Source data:
——

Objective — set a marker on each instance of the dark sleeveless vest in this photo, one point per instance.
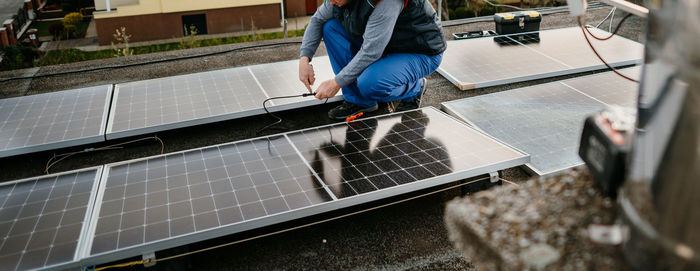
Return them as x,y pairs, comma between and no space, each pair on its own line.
416,30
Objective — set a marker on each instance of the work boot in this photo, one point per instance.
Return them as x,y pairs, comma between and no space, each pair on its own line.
347,109
415,103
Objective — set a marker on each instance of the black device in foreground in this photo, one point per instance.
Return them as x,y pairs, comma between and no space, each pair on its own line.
473,34
517,22
604,147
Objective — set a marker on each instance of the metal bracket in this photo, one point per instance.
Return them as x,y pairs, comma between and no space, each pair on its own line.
494,176
607,234
149,256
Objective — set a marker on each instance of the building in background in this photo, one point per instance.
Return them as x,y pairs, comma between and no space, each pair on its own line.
162,19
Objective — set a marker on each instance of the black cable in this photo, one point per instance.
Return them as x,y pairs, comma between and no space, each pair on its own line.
151,62
279,120
542,11
614,32
580,24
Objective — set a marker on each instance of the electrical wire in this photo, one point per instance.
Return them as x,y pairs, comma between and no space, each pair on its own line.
51,162
294,228
279,120
507,181
617,28
151,62
612,11
542,11
583,30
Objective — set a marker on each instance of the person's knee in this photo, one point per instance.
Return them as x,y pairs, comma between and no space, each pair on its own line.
331,27
372,86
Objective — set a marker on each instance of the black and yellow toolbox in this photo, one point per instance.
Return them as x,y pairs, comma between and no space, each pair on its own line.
517,22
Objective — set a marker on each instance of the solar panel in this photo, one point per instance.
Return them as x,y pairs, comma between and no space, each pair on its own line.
170,200
545,120
483,62
42,219
185,100
610,88
282,79
568,46
53,120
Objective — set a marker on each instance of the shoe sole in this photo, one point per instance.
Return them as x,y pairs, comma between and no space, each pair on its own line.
365,110
424,88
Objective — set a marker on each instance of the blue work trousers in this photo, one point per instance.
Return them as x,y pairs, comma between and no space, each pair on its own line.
395,76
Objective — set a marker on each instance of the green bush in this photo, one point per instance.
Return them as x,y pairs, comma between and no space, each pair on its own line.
72,18
75,5
56,30
17,57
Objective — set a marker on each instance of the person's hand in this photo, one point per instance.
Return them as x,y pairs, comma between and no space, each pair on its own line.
306,73
327,89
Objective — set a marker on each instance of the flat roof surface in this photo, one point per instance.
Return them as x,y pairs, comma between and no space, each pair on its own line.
409,235
8,8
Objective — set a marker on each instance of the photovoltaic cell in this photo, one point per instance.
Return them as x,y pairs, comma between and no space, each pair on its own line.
546,120
170,200
42,219
483,62
610,88
282,79
193,191
392,150
178,101
568,46
185,100
53,120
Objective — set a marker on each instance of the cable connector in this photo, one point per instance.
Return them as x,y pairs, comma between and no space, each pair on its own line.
353,117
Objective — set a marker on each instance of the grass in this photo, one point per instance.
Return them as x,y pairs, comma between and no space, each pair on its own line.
43,27
71,55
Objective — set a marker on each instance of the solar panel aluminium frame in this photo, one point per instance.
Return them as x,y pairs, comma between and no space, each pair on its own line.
336,204
211,119
71,142
469,85
446,107
527,166
77,256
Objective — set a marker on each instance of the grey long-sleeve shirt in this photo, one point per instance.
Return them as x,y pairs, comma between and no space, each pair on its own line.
380,27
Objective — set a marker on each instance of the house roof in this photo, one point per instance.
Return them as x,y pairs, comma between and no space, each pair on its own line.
409,235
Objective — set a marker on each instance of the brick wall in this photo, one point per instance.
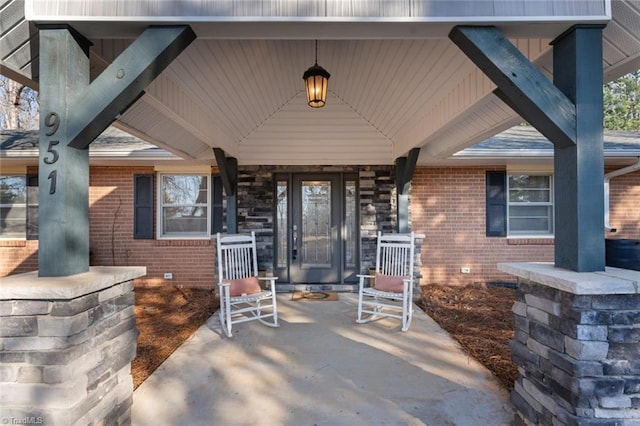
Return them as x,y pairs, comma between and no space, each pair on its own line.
624,195
111,235
448,206
111,238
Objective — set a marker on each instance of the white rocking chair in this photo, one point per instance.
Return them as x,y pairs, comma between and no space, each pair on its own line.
242,298
392,292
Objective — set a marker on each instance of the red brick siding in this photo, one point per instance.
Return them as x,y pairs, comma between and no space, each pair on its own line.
111,238
448,206
111,198
624,196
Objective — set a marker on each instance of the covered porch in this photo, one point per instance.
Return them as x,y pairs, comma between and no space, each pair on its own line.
412,82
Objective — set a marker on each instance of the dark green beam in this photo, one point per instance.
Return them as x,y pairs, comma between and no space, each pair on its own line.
73,112
63,172
579,169
228,167
122,82
520,84
405,166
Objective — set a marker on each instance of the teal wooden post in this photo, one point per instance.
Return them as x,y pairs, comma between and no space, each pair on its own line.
579,168
569,113
63,171
73,112
405,167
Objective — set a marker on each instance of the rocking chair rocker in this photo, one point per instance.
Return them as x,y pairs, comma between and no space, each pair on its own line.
392,292
242,298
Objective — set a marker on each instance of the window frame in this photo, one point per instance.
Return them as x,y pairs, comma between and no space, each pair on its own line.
25,206
551,203
160,234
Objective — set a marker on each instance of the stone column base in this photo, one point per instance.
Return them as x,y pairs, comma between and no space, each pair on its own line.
577,346
67,347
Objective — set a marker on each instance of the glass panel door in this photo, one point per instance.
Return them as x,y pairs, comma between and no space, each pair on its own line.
315,244
316,228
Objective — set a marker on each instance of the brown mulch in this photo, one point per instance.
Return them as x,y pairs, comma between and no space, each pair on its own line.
166,316
478,317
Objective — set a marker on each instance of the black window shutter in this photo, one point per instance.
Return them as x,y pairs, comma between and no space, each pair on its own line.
216,204
143,207
496,204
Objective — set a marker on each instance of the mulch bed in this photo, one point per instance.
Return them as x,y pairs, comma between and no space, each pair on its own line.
478,317
166,316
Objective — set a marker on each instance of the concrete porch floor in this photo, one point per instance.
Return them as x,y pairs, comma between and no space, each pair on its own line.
321,368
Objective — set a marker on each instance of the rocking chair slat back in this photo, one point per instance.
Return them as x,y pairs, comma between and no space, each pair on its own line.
236,259
238,268
395,258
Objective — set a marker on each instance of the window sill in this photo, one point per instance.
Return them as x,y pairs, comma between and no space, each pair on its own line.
13,243
530,241
182,243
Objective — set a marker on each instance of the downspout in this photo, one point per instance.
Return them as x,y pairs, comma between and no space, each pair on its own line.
607,178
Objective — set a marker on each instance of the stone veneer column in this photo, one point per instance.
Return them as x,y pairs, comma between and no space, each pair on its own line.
577,346
67,344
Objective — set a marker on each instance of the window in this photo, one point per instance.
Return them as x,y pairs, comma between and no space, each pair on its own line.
530,205
184,201
18,207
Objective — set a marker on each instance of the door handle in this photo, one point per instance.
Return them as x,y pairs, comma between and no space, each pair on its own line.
294,248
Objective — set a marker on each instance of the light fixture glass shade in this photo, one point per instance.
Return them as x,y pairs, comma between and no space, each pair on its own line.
316,80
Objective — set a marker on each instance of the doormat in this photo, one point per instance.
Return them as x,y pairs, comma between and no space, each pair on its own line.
313,296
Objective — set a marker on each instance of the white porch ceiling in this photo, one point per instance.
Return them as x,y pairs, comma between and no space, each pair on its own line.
386,95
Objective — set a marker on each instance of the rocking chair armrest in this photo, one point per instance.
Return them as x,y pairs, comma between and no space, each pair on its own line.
271,281
363,278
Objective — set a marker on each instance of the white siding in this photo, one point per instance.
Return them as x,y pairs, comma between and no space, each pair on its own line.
203,9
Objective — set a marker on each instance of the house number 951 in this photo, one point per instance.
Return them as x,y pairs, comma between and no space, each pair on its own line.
52,121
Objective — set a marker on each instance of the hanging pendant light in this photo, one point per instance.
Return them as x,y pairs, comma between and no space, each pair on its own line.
316,80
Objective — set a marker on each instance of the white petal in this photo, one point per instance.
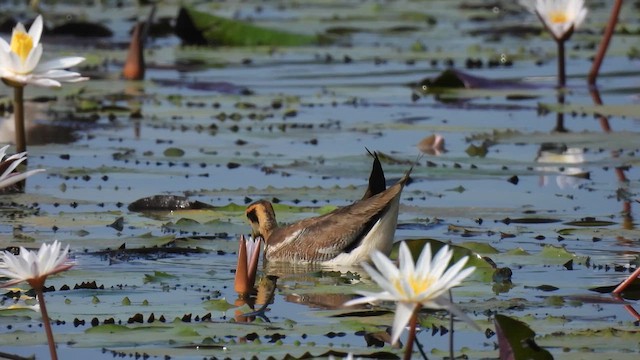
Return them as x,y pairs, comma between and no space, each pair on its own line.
35,31
3,151
11,167
62,63
32,60
405,259
43,82
4,46
404,311
15,63
19,28
424,261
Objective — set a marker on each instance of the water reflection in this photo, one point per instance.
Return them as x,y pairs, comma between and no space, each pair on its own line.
557,156
622,193
328,283
38,133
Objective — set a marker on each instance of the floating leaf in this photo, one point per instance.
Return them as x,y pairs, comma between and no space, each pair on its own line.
589,221
173,152
516,340
198,27
158,276
217,305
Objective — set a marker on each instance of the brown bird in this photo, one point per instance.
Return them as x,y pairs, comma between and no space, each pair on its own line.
345,236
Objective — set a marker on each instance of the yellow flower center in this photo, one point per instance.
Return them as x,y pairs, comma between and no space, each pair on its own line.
417,285
558,17
21,44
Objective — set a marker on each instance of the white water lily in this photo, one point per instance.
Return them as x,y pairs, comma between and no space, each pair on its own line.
425,283
560,17
20,60
8,165
34,267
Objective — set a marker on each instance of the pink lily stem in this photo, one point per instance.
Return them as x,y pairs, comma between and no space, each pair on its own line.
47,324
623,285
562,76
451,352
18,118
18,115
413,323
604,43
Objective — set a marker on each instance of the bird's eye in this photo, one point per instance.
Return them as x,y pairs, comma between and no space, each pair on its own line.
252,216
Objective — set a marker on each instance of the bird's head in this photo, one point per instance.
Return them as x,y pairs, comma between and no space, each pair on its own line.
262,219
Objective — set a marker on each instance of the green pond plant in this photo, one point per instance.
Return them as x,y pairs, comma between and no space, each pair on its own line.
413,286
20,66
34,268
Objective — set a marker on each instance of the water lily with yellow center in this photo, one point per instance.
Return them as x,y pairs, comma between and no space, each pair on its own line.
34,267
412,286
20,60
7,166
560,17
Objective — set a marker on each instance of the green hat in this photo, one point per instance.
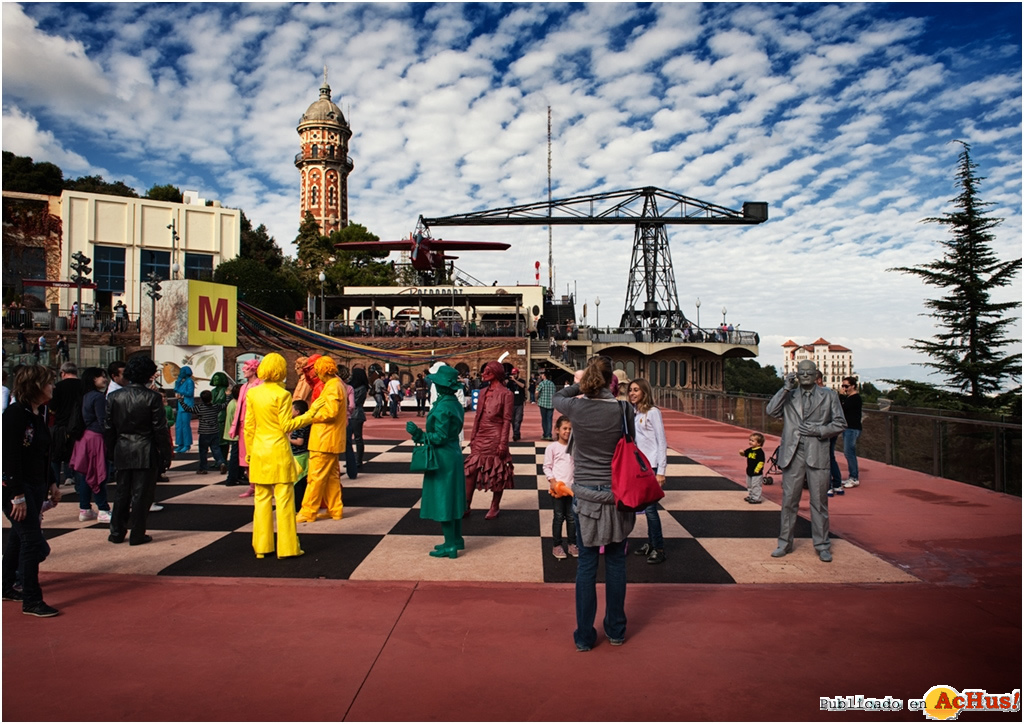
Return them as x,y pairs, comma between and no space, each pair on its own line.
445,377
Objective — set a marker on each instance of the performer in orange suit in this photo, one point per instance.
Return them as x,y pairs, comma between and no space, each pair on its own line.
329,416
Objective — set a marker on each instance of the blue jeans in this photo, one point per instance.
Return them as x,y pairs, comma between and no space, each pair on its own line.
850,451
562,512
835,476
210,441
85,494
654,526
546,415
26,547
232,465
586,591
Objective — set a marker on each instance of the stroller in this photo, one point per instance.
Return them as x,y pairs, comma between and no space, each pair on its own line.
771,468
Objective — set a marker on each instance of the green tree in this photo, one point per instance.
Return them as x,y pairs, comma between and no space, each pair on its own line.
317,253
20,173
273,291
96,184
166,192
747,377
969,350
258,245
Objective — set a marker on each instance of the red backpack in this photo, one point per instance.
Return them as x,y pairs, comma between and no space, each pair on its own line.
634,483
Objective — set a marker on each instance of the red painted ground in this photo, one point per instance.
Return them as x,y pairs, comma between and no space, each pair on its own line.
160,648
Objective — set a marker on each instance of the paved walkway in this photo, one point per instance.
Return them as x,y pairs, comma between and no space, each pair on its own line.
130,646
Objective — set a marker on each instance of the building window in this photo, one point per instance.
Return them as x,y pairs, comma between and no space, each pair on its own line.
199,266
158,262
110,268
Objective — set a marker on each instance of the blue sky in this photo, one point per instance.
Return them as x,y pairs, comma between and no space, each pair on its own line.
842,117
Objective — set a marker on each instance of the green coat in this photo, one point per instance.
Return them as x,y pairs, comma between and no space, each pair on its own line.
443,488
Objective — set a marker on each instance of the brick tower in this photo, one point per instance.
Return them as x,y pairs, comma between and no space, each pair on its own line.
324,163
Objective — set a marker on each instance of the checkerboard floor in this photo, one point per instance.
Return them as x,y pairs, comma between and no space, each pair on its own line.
712,535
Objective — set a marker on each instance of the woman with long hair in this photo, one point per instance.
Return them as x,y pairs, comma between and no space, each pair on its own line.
489,465
88,459
650,439
597,420
29,482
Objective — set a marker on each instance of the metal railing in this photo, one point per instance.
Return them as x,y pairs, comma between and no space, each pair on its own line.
982,453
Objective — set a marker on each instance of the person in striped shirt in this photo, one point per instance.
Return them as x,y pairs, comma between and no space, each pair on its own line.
209,429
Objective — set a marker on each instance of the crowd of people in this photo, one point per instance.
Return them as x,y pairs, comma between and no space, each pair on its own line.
114,425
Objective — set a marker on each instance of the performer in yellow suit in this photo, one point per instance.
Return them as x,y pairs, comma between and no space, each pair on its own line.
271,467
329,416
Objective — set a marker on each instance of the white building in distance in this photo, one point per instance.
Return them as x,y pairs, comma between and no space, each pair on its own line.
835,360
128,238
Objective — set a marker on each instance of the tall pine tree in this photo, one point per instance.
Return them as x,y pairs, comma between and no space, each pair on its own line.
970,348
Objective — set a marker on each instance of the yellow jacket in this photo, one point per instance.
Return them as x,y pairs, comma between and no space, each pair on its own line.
330,417
268,420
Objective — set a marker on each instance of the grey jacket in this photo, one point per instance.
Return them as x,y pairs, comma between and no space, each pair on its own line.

——

## WHAT TO DO
Counting every line of the entries that holds the word "performer", report the total and no other text.

## TASK RESULT
2